I cut my nutella with melted butter...  You want to talk about something being YUMMY.


----------



## chrisbelgium (Oct 2, 2010)

Strange thing with Nutella is that there are so many surrogates on the market, but noone ever managed to copy that specific taste...

BTW, is there anyone around here who tried to make a chocolate sauce by first infusing hazzlenuts in milk, and then pour it over chocolate to melt into a sauce? Maybe adding a tbsp of Frangelico hazzlenut liqueur?


----------



## larosapa (Jul 19, 2011)

Nutella is for the general audiences. It takes chemically because it is!

Making a good Chocolate sauce takes time and is pricey but you will get the best results.

I would not suggest just melting down a candy bar...find a good recipe.


----------



## larosapa (Jul 19, 2011)

Yum, sugar and palm oil  

There has to be something better...


----------



## sarahg (Dec 29, 2010)

I think Nutella is very tasty and never once tasted anything but natural and rich hazelnut flavors in it!  Who wouldn't like that!


----------



## larosapa (Jul 19, 2011)

S,

I'm not saying it does not taste fabulous just sketchy on the palm oil, loads of sugar and artificial vanilla flavoring.

I'll search around for a chocolate hazelnut recipe. Maybe you have one? /img/vbsmilies/smilies/licklips.gif

P.


----------



## spirtoulis (Oct 31, 2011)

Hi! We are thinking of starting a crepe business in Jonkoping, Sweden. We have no experience (but only eating and observing) in restaurants and eating places. I read that we are writing a book about crepe business. Can we purchase it ? Would you please suggest any other book or site to help us? Many thanks


----------



## chefedb (Apr 3, 2010)

According to your post , you have no exerience , then you state you are writing a book about the crepe business?   I do not quite understand that. P.S.  If you have no experience,  hire someone who does. or learn before going into business.

 It's cheaper to hire someone then it is to invest and loose all your $$$$$$$.


----------



## chocotuile (Oct 19, 2011)

I adore Nutella. I hated it on site for many years, but last year on my trip to Italy, I fell in love with the chocolaty hazelnutty spread all over again. I've gone through at least 20 costco-size jars since then! It's my peanut butter! When the weather is hot, the Nutella is more runny than usual (not a texture I'm fond of), so I try to find a cool place to store it... although fridge makes it way too hard. I love the Bailey's irish cream idea... how bout Frangelico? You can try heating it on low power in your microwave if you like the runniness.


----------



## samwadsworth (Nov 2, 2011)

I am in the research phase of a small crepe shop..........and have been making crepes on a small home style griddle.............re Nutella, give me a name of the "heavy whip cream" you mentioned on an earlier post.............any other tips will be appreciated as well..............thanks


----------



## lore bazemore (Jan 11, 2014)

I put Nutella I a bowl in the microwave and it actually got harder.


----------



## ed buchanan (May 29, 2006)

This  has been on here many times before, look back in the files.


----------



## french fries (Sep 5, 2008)

Lore Bazemore said:


> I put Nutella I a bowl in the microwave and it actually got harder.

--- Job 1 ---
Filter the rows below, copying every line that contains the string "pole". Matching is case-sensitive.

(Stored items)
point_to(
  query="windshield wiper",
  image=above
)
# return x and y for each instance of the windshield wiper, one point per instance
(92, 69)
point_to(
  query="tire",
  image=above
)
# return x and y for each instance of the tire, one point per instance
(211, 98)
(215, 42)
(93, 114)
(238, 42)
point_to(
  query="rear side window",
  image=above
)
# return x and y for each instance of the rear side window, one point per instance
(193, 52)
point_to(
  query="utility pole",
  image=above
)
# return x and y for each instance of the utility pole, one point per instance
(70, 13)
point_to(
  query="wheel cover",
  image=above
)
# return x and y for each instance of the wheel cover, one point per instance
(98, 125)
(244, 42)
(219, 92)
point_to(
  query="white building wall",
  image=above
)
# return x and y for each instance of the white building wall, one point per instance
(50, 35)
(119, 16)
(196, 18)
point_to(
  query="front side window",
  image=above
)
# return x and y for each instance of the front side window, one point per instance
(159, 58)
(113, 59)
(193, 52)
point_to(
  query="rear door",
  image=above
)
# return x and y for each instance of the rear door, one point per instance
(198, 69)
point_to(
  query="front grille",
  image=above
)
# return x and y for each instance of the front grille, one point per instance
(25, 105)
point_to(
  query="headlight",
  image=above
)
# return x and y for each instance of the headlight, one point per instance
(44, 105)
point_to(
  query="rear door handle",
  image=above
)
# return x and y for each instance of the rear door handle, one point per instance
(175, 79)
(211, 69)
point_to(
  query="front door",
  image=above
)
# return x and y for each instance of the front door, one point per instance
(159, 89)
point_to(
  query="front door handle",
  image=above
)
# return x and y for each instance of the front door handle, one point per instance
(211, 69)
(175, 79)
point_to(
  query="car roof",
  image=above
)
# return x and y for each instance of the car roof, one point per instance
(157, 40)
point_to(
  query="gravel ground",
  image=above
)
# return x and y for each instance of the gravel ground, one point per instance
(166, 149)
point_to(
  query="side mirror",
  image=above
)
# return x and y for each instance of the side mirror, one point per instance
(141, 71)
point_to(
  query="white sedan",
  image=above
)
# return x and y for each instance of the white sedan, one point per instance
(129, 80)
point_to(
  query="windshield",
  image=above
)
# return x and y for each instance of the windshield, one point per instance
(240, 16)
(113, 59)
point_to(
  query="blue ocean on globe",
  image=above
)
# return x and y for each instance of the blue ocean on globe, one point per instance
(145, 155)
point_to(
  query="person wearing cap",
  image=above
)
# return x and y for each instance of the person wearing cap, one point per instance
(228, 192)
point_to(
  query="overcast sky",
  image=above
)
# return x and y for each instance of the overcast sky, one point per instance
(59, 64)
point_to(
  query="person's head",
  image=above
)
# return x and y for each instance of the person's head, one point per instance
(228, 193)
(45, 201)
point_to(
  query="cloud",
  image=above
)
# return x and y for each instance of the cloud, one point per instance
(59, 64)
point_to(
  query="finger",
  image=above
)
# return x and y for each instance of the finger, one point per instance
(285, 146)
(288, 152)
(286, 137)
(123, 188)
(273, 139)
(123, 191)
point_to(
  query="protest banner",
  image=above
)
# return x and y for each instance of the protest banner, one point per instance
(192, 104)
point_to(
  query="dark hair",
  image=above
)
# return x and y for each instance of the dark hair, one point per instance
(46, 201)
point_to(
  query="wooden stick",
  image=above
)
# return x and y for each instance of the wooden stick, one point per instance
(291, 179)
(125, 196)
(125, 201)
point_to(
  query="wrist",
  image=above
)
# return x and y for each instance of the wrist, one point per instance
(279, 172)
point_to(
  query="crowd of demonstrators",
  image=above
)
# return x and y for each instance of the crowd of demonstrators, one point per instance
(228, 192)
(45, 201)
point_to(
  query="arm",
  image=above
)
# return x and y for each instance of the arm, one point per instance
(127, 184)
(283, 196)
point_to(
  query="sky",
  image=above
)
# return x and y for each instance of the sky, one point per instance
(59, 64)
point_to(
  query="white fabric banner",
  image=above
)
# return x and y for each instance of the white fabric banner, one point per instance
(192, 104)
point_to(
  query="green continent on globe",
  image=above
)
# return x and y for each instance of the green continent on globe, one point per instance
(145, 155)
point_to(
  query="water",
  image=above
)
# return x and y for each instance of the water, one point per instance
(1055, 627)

--- Job 2 ---
Resume the forum thread about Nutella above from the point where it stops.

--- Exercise response 1 ---
  query="utility pole",
# return x and y for each instance of the utility pole, one point per instance

--- Exercise response 2 ---
Look at your Nutella jar label: it states that you should never microwave Nutella. And keep in mind there's no need to keep it in the fridge.


----------



## alex1212 (Jan 31, 2014)

Hi there don't know if anyone can help me I want to start with creeps of a stand but I don't know what food hygiene certificates you need or anything I need for health and safety


----------



## petemccracken (Sep 18, 2008)

Where are you located?

You probably will need to contact:

Your local zoning authority to find out where it would be allowed, and
Your local health department for the necessary health requirements and permits, and
Your local business license authority to obtain a business license, and
Your sales tax agency to obtain the necessary reseller's permit, and
Your insurance broker for liability insurance
for starters.


----------



## phil ramsey (Feb 1, 2014)

Hey Cousin, My family are from Hubbard's Point, near Tusket

Heat up the sauce and pour it on or paint it on.

Nutella is a hazelnut flavored sauce, so you could Flambe it with Frangelico (add little high proof brandy to easy light it)

PS... Do you make rappie Pie?


----------



## keith wright (Apr 16, 2014)

I see this question has yet to be truly answered.  In order to easily spread Nutella at my crêperie, I simply put the glass jar next to the billig (the crêpe/galette machine) and allow it to warm naturally from the heat.  I would never cut it with anything as I want to give my customers what they pay for, not cut with cream, butter or other adulterants.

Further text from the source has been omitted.